Dataset records about object locations
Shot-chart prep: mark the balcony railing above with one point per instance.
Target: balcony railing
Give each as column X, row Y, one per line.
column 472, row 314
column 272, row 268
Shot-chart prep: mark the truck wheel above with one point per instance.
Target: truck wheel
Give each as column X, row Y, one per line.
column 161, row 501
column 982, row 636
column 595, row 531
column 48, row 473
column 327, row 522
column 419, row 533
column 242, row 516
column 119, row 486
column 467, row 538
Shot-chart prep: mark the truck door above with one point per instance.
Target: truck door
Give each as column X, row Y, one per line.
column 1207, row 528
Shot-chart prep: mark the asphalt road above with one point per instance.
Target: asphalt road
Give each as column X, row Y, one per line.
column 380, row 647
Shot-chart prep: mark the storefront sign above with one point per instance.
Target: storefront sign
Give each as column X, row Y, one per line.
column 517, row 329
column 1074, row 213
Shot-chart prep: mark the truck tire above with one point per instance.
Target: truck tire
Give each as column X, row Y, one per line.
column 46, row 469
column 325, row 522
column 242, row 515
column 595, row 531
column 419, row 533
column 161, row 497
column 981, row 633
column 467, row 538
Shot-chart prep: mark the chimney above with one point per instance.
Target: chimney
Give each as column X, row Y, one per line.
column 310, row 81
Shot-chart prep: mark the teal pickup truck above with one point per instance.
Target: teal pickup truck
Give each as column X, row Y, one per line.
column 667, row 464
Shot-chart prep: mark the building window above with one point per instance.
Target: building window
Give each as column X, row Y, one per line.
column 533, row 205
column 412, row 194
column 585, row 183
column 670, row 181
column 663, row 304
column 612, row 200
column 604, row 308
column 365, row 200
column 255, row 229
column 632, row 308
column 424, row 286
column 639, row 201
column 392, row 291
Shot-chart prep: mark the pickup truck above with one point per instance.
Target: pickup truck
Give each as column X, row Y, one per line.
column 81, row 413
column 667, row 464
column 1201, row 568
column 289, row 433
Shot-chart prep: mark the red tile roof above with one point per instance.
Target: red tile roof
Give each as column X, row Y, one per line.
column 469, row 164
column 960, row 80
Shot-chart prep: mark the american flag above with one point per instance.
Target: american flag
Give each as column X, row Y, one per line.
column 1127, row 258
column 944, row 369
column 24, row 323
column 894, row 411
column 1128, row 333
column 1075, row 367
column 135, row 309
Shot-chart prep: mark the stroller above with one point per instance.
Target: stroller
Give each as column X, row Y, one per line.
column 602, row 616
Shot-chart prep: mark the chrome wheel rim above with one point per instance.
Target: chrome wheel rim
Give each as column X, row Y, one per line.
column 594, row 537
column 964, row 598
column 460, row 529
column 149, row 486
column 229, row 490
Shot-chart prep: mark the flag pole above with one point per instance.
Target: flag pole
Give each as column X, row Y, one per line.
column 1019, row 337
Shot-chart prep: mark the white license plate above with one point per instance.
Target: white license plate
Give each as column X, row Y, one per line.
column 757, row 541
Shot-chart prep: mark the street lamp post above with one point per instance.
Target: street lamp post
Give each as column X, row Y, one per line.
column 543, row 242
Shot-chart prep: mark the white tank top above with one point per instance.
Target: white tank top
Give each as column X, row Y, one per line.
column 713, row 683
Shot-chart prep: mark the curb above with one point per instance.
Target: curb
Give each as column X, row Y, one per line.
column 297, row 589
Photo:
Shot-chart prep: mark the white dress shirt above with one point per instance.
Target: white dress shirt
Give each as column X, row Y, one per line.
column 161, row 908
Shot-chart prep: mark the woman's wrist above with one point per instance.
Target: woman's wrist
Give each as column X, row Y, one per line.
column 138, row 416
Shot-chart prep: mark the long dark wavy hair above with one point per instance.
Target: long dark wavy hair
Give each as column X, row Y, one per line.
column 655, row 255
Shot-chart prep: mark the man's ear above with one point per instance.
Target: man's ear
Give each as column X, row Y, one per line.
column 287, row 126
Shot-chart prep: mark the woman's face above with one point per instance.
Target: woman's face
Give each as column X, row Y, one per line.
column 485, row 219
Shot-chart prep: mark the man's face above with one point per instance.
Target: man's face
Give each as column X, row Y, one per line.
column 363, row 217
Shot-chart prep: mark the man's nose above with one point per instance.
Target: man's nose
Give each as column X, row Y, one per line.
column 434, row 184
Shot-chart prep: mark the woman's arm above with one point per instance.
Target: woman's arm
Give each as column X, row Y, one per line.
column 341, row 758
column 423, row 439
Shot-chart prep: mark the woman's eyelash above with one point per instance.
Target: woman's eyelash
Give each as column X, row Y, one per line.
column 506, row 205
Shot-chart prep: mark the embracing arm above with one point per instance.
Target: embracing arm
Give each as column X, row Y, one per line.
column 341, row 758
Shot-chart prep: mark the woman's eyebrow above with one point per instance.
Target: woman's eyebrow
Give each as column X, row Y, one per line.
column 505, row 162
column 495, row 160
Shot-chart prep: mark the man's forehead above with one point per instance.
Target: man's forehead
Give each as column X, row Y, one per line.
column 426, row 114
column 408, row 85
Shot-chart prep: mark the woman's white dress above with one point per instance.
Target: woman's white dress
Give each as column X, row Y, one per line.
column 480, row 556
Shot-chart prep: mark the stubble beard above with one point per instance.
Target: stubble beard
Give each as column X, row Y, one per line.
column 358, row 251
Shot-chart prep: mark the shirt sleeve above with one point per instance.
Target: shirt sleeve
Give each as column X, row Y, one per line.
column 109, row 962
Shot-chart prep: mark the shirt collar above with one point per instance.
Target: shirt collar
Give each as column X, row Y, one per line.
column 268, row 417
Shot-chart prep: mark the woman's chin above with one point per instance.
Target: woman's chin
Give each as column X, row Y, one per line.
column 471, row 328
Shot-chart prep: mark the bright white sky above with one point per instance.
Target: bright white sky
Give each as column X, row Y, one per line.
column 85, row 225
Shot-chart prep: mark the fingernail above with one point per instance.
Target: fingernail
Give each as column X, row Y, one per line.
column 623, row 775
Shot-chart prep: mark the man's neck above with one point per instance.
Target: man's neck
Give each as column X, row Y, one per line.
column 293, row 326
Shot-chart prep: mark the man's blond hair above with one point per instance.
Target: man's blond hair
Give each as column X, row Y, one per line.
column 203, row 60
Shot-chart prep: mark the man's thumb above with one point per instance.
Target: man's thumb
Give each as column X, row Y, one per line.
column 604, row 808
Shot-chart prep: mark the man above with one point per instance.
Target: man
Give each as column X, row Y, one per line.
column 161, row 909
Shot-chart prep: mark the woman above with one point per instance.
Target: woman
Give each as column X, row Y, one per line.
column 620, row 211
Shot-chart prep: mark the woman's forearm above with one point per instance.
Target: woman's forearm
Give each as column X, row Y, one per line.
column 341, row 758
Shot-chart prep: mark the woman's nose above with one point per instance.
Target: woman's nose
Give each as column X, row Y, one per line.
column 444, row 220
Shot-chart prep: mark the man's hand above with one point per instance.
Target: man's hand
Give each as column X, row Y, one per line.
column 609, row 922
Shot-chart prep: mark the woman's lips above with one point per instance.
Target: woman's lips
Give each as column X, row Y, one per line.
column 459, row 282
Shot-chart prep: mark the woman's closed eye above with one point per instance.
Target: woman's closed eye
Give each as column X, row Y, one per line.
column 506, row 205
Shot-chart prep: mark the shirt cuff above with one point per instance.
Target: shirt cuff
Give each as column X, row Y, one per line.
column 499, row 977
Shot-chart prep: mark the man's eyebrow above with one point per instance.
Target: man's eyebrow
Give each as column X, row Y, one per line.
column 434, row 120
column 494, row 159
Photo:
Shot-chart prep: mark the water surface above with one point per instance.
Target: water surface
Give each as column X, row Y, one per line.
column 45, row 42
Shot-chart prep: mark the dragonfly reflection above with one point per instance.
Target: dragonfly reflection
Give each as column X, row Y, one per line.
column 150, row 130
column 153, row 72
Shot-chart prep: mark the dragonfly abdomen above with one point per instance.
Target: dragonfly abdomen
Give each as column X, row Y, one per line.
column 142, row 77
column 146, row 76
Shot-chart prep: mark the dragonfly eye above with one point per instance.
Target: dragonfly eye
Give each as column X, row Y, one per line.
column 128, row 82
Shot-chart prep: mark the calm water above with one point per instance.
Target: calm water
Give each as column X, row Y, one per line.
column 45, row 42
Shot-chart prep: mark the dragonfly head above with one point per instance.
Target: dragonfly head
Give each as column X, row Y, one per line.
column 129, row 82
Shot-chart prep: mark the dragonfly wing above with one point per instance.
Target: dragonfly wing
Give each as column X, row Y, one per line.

__DIRECTIONS FOR THIS TASK__
Repeat the line containing "Shot-chart prep: mark the dragonfly eye" and all subsequent lines through the final line of the data, exactly and with no others.

__EXERCISE ANSWER__
Shot-chart prep: mark the dragonfly eye above with one point per instance.
Target: dragonfly eye
Give each as column X, row Y, one per line.
column 128, row 82
Shot-chart prep: mark the calm water above with one point per instance.
Target: calm water
Give each as column X, row Y, one per line.
column 45, row 42
Shot-chart prep: mark the dragonfly head above with one point per instance.
Target: dragonfly head
Give each as column X, row Y, one per line.
column 129, row 82
Shot-chart prep: mark the dragonfly wing above with one point per instance.
Target: dragonfly wing
Give each as column X, row Y, one per line.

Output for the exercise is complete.